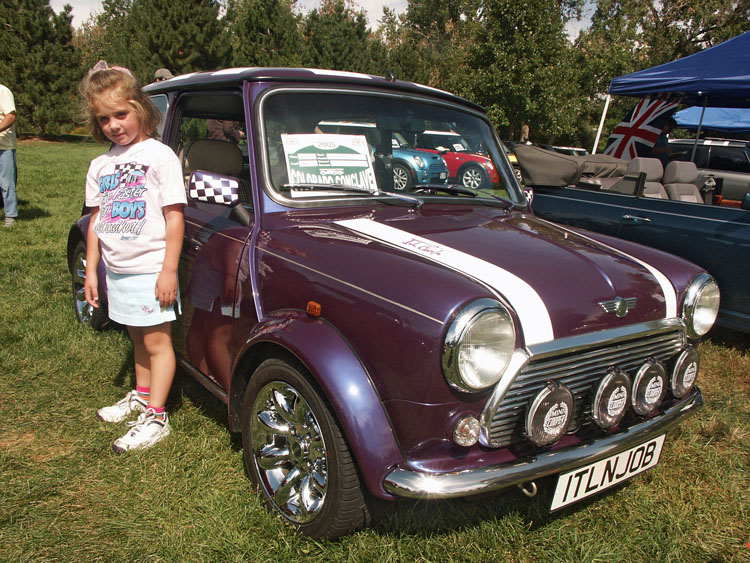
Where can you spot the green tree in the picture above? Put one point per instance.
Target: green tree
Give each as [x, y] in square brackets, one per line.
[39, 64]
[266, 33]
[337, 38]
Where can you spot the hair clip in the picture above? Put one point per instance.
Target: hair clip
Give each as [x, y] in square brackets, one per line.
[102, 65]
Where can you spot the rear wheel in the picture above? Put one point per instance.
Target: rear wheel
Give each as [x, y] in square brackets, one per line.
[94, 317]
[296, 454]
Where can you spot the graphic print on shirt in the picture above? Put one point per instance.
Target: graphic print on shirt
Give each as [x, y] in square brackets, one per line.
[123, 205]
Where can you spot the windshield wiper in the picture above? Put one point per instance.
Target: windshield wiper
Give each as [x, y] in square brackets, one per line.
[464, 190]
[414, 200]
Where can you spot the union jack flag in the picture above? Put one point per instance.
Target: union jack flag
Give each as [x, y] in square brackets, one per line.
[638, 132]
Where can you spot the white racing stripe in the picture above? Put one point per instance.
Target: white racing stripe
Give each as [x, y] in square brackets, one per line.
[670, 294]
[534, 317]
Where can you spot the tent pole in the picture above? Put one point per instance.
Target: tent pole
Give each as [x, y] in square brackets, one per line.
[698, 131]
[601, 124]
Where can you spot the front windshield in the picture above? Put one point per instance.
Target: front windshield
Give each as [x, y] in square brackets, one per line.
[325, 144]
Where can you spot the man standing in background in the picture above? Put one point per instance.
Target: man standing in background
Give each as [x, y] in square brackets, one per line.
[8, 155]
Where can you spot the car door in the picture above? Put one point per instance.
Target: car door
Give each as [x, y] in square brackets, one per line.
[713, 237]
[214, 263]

* * *

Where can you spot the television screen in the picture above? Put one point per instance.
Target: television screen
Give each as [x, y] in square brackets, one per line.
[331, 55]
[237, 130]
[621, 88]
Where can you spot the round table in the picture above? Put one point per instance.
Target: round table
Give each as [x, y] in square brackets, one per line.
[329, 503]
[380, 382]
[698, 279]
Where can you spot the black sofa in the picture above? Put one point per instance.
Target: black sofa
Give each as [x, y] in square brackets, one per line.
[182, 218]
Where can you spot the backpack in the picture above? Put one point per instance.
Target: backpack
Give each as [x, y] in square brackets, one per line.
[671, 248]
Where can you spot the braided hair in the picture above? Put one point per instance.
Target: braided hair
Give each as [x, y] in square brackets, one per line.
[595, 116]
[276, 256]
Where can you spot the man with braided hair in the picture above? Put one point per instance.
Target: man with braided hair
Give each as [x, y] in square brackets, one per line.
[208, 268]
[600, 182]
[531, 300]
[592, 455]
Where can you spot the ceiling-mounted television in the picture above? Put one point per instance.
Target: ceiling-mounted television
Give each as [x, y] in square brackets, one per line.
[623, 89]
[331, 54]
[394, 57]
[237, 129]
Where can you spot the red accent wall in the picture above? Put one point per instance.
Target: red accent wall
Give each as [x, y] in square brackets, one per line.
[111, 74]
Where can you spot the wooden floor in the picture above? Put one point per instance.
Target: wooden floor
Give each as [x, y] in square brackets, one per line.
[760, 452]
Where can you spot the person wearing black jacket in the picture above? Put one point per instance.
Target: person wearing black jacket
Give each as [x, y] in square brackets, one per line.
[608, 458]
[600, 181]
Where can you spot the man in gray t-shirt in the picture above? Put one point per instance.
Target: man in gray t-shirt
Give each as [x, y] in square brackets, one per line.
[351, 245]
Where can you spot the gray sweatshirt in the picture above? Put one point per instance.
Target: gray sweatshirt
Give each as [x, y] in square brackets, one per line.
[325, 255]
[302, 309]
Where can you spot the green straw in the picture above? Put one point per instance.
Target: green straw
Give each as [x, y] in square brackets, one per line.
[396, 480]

_YOUR TASK:_ Which lines in the items contain the string "person"? Extract every one of them in full.

_TASK SOLUTION:_
Where can you spot the person wearing black jacket in the picture above? Put one point per instance.
Target: person wearing black jacket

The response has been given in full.